◆ Fragmento ◆
◆ ◆ ◆ ◆ ◆

Si la inconstitucional agresión hubiese prosperado, se habría llevado a cabo un nuevo golpe militar, casi cuatro décadas después del cierre de la nefasta etapa en la historia brasileña marcada por la dictadura que imperó, de 1964 a 1985, en el geográficamente mayor país latinoamericano.

Al igual que Trump -el 10 de enero de 2021-, Bolsonaro -el 1 de enero de 2023- se mantuvo ausente de la asunción presidencial de su sucesor -patán se nace, no se hace-.

Y, al igual que Trump -hace dos años, a bordo del helicóptero presidencial militar-, Bolsonaro -ahora, a bordo del avión presidencial militar- se dirigió, según versiones periodísticas, a Mar-a-Lago, la residencia de quien probablemente ha sido el peor presidente que Estados Unidos ha tenido en casi dos siglos y medio de historia independiente.

Probablemente allí, en Palm Beach -la isleña localidad donde se ubica la lujosa propiedad-, durante los días que siguieron a su autoexilio, el misógino ultraderechista capitán retirado afinó, con su guía espiritual, los detalles del bolsonarazo.

La acción golpista perpetrada en Brasilia fue, dos años y dos días después, una réplica conceptual del intento de quiebra de la institucionalidad estadounidense.

Exactamente como lo hizo el mediocre aspirante a dictador de Estados Unidos, su contraparte de Brasil estimuló a incondicionales seguidores, mediante declaraciones -luego de un par de días de silencio tras su derrota en la segunda vuelta electoral, el 30 de octubre- en las cuales dio a entender que Lula ganó mediante fraude.

Aunque el triunfo del ex sindicalista metalúrgico fue justado -50.90 por ciento, frente a 49.10 por ciento de Bolsonaro, mostrando un país peligrosamente polarizado en proporciones virtualmente iguales-, y sin perjuicio de que la derecha es mayoría en el parlamento, la victoria lulista fue una bofetada -ida y vuelta- a la ultraderecha brasileña -y latinoamericana- y, específicamente, al bolsonarismo.

El capitán retirado no pudo soportar que, el candidato a quien, en connivencia con el corrupto juez Sergio Moro, hizo espuriamente enjuiciar, y encarcelar (2018) -por presunta corrupción-, no solamente fue absuelto, por el máximo tribunal judicial del país, sino que regresó -y lo derrotó-.

A diferencia de la elección presidencial de 2018, Bolsonaro no pudo, el año pasado, meter preso a Lula para que -otra vez- no participara en la votación de octubre, con lo que se garantizó la derrota en su intento por reelegirse.

De modo que, a sus dos mandatos presidenciales consecutivos (2003-2007, 2007-2011), el difamado dirigente agregó el nuevo cuatrienio (2023-2027), que inició el 1 de enero-exactamente, una semana antes del intento golpista-.

La venganza de Bolsonaro no podía ser sino como fue: violatoria de la constitución brasileña.

◆ ◆ ◆ ◆ ◆

◆ Requisitos ◆
1. Actualiza el fragmento: escribe todo lo que va desde "De modo que, a" hasta "del intento golpista-.", pero pon "líder petista" en lugar de "difamado dirigente".
2. Filtra los registros y copia cada fila que contenga la palabra "give". Ten en cuenta las mayúsculas y las minúsculas.

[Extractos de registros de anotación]
◆ ◆ ◆ ◆ ◆

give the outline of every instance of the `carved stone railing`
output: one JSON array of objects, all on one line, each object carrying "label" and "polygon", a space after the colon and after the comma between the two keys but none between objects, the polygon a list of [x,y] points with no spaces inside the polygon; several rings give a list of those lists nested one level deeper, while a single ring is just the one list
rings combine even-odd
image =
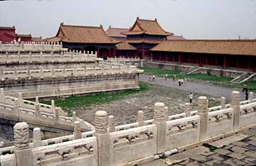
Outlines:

◆ ◆ ◆ ◆ ◆

◆ Resultados del ejercicio ◆
1.
De modo que, a sus dos mandatos presidenciales consecutivos (2003-2007, 2007-2011), el líder petista agregó el nuevo cuatrienio (2023-2027), que inició el 1 de enero-exactamente, una semana antes del intento golpista-.

2.
give the outline of every instance of the `carved stone railing`
output: one JSON array of objects, all on one line, each object carrying "label" and "polygon", a space after the colon and after the comma between the two keys but none between objects, the polygon a list of [x,y] points with no spaces inside the polygon; several rings give a list of those lists nested one level deeper, while a single ring is just the one list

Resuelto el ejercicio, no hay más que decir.